= MATERIAL FOR THE TASK =
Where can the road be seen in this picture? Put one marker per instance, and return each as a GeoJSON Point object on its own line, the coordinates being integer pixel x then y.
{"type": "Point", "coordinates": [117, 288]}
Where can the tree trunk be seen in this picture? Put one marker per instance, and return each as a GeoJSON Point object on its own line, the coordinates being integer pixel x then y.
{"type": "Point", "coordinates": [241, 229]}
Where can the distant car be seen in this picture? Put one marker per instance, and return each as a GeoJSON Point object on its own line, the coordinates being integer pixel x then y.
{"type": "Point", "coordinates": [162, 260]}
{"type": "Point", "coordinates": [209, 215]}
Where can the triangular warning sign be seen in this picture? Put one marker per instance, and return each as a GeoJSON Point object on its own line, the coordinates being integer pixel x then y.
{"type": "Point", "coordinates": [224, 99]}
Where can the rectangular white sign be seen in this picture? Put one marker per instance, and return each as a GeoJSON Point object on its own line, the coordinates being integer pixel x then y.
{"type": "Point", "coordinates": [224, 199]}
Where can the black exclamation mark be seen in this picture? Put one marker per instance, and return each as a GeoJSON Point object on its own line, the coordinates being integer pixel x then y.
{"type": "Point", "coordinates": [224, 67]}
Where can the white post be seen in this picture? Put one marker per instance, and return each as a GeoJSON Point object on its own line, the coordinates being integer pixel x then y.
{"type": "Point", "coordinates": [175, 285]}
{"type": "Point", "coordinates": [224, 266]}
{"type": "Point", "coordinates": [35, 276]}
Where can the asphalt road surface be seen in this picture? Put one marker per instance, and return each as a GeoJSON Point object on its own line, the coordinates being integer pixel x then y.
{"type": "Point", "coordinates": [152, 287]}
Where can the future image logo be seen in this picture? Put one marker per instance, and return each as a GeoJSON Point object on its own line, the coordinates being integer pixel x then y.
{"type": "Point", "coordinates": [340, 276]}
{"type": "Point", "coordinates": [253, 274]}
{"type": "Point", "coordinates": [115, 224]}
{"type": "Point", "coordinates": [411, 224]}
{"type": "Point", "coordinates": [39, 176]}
* * *
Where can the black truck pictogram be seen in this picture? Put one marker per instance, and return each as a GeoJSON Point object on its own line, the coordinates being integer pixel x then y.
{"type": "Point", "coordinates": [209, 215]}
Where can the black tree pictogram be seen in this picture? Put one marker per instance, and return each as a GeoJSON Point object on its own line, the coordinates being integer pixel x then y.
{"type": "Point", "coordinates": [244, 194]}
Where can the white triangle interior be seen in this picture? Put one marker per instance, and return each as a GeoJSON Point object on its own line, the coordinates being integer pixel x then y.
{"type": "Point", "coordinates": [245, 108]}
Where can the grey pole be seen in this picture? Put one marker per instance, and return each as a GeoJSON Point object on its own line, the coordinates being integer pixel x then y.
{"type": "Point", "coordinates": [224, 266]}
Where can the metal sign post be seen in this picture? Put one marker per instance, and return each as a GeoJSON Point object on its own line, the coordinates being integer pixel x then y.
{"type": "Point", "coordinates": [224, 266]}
---
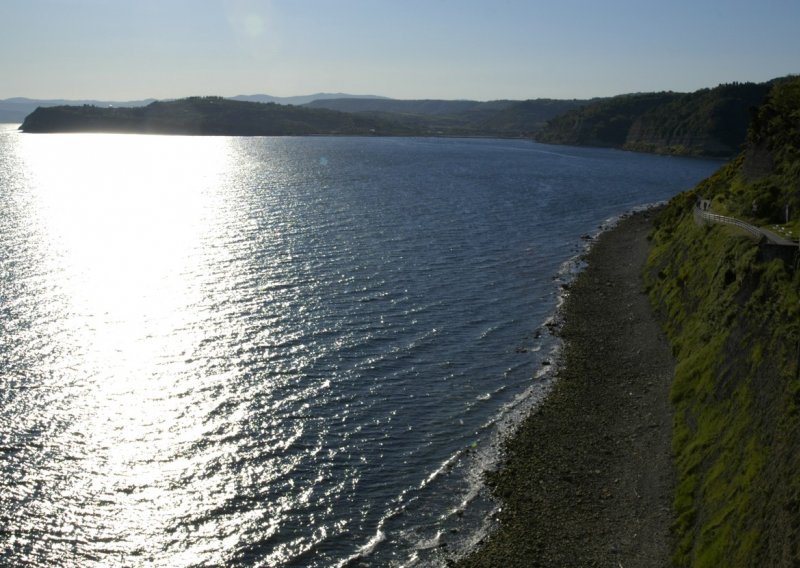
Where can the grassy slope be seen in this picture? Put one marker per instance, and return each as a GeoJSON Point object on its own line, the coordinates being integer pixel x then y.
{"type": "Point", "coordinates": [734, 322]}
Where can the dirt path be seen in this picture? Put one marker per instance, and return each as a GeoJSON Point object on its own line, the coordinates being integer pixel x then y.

= EXERCISE PROMPT =
Beginning at the line with "Where can the grassy" and ending at the line with "Where can the dirt", reproduce each line of the data above exactly, and add no other lines.

= RESULT OF THIS TASK =
Where can the grassy slope be seen in this picture? Put one marker per instance, and return each as a GeoJSON Point object on its own line, the coordinates being integer pixel x then y.
{"type": "Point", "coordinates": [734, 322]}
Where can the dirt path be seen in this picture? Put one marker per instance, and return each as a GeoJSON Point object on its own line, the coordinates being integer pixel x then y.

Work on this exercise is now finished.